YOUR ASSIGNMENT >>
Quote every line below exactly as it reads.

Natural language region descriptions:
++++++++++

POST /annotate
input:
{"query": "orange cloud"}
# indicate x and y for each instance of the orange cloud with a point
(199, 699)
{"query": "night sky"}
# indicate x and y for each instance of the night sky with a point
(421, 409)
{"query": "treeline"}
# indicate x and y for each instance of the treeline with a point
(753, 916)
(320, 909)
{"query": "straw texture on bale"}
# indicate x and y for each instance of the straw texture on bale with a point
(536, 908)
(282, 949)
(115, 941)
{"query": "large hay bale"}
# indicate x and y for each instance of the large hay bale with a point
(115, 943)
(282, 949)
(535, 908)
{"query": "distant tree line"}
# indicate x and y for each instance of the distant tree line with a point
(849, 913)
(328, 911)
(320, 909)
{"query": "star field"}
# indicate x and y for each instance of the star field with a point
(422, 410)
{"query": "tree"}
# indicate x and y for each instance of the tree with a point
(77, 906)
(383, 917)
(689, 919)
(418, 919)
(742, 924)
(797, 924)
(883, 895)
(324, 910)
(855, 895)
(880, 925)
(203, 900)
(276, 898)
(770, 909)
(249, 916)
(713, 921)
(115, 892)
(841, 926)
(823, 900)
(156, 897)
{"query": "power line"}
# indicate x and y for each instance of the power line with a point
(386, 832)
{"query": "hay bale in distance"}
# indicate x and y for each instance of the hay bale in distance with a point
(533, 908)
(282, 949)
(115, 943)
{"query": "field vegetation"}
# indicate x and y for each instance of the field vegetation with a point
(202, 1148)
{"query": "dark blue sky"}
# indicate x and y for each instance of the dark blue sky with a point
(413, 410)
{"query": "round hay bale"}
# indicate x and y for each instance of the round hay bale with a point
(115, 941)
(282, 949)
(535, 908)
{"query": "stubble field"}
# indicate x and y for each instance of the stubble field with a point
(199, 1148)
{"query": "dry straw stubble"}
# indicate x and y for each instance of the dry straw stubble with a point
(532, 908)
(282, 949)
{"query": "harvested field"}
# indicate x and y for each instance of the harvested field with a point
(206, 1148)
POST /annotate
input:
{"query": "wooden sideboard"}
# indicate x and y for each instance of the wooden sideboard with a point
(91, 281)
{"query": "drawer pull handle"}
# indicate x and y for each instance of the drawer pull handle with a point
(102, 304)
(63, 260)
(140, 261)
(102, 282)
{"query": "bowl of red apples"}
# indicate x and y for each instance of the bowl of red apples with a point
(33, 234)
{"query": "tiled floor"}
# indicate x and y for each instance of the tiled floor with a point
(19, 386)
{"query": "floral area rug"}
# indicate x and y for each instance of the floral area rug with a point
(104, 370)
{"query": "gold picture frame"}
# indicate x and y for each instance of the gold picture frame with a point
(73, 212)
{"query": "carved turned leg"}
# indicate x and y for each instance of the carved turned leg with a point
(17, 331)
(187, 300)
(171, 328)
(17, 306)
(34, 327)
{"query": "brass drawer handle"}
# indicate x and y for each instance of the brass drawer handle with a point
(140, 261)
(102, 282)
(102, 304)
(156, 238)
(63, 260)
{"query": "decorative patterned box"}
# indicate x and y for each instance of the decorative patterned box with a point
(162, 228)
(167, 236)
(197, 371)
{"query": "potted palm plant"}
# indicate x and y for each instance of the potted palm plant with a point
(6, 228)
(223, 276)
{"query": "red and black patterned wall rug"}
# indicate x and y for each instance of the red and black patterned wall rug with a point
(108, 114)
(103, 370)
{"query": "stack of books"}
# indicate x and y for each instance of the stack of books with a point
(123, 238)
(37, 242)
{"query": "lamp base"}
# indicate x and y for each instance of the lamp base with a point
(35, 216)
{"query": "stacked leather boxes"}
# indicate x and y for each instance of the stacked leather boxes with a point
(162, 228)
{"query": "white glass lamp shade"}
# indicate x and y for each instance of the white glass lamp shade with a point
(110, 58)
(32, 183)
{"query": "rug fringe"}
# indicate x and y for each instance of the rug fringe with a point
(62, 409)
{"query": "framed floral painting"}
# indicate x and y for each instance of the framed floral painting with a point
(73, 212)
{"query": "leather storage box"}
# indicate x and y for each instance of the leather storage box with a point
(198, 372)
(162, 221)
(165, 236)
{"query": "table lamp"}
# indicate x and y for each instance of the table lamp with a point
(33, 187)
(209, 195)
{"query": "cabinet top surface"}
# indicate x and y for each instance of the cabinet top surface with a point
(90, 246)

++++++++++

EXERCISE ANSWER >>
POST /annotate
input:
{"query": "orange cloud"}
# indicate x and y for each instance of the orange cloud with a point
(199, 699)
{"query": "night sky"}
# indicate x and y for each instance of the night sky with a point
(421, 409)
{"query": "treeline"}
# indicate x and y for each instance of the treeline with a point
(753, 916)
(320, 909)
{"query": "straw texture on bale"}
# indicate x and y for each instance of the straw texture on bale with a point
(536, 908)
(282, 949)
(115, 941)
{"query": "large hay bale"}
# indicate x and y for each instance of the large hay bale with a point
(115, 943)
(282, 949)
(535, 908)
{"query": "distant tree line"}
# indicate x and y for each instance of the distant tree line with a point
(849, 913)
(328, 911)
(320, 909)
{"query": "star field"}
# indicate x and y for each instance of the star field with a point
(422, 410)
{"query": "tree"}
# indicate x and y for each instance of the tree with a point
(77, 906)
(383, 917)
(689, 919)
(418, 919)
(742, 924)
(797, 924)
(883, 895)
(324, 910)
(855, 895)
(880, 925)
(203, 900)
(276, 898)
(770, 909)
(249, 916)
(713, 921)
(115, 892)
(841, 926)
(823, 900)
(156, 897)
{"query": "power line"}
# indicate x and y for each instance of the power line with a point
(386, 832)
{"query": "hay bale in distance"}
# indicate x and y for each instance of the hay bale in distance with a point
(533, 908)
(282, 949)
(115, 943)
{"query": "field vegetation"}
# indicate x and y for each instance of the field vegetation with a point
(202, 1148)
{"query": "dark blue sky"}
# indicate x and y for each instance of the dark blue sky with a point
(413, 410)
{"query": "round hay bale"}
# indicate x and y for each instance of the round hay bale with a point
(115, 941)
(282, 949)
(535, 908)
{"query": "stubble field"}
# indicate x and y for each instance of the stubble field with a point
(199, 1148)
{"query": "dry straw stubble"}
# indicate x and y for each instance of the dry straw stubble with a point
(532, 908)
(282, 949)
{"query": "harvested field"}
# indicate x and y for each instance of the harvested field with a point
(206, 1148)
POST /annotate
input:
{"query": "wooden sideboard"}
# indicate x and y for each instance of the wooden sideboard with a point
(91, 281)
{"query": "drawer pull handle"}
# indicate x and y for each instance of the drawer pull handle with a point
(102, 304)
(63, 260)
(140, 261)
(102, 282)
{"query": "bowl of red apples"}
# indicate x and y for each instance of the bowl of red apples with a point
(33, 234)
{"query": "tiled floor"}
# indicate x and y for each instance of the tiled floor with a point
(19, 386)
{"query": "floral area rug"}
# indicate x and y for each instance of the floral area rug with a point
(104, 370)
{"query": "gold picture frame"}
# indicate x and y for each instance of the gold picture frame with a point
(73, 212)
{"query": "carved turned leg"}
# indicate x and y for each instance of the carved turned leg with a point
(17, 331)
(187, 300)
(171, 328)
(17, 306)
(34, 327)
{"query": "brass drawer handle"}
# indicate x and y for each instance of the brass drawer handle with a point
(140, 261)
(102, 282)
(102, 304)
(156, 238)
(63, 260)
{"query": "decorative patterned box"}
# indicate x and y for each instance of the decorative patterned box with a point
(162, 228)
(167, 236)
(197, 371)
{"query": "potted palm plant"}
# indicate x and y for each instance of the potted palm plant with a point
(6, 228)
(223, 276)
{"query": "red and black patterned wall rug"}
# indicate x and y for each instance of the red and black patterned wall rug with a point
(108, 114)
(103, 370)
{"query": "stack of books"}
# indicate x and y for each instance of the stack of books with a point
(123, 238)
(37, 242)
{"query": "lamp base"}
# indicate x and y for each instance of the lamp base with a point
(35, 216)
{"query": "stacked leather boxes"}
# indicate x and y for each instance of the stacked leather boxes with a point
(162, 228)
{"query": "white glass lamp shade"}
# indicate x and y for each instance of the white glass lamp shade with a point
(110, 58)
(32, 183)
{"query": "rug fringe"}
# indicate x and y for each instance of the rug fringe with a point
(62, 409)
{"query": "framed floral painting"}
# indicate x and y for each instance of the framed floral painting with a point
(73, 212)
{"query": "leather storage box"}
# indicate x and y for each instance of the leather storage box with a point
(198, 372)
(162, 221)
(165, 236)
{"query": "table lamp"}
# indicate x and y for each instance of the table lamp with a point
(33, 187)
(209, 195)
{"query": "cabinet top surface"}
# indicate x and y for each instance of the cabinet top surface with a point
(90, 246)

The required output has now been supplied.